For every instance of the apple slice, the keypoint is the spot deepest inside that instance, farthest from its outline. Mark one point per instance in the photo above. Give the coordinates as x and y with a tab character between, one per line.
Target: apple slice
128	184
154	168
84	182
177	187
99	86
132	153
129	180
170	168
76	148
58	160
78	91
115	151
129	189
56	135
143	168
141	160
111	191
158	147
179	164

########

EXERCISE OBJECTIVE:
Write out each line of the data above again, exactly as given.

SOLUTION:
For every instance of the apple slice, the keypoint is the spot deepest inside that instance, farthest from its outline. Mark one point per instance in the photo above. Give the coordinates as x and y with a tab character between, one per line.
Target: apple slice
128	184
154	168
84	182
177	187
99	86
132	153
129	180
170	168
76	148
58	160
78	91
115	151
129	189
56	135
143	168
141	160
111	191
158	147
179	164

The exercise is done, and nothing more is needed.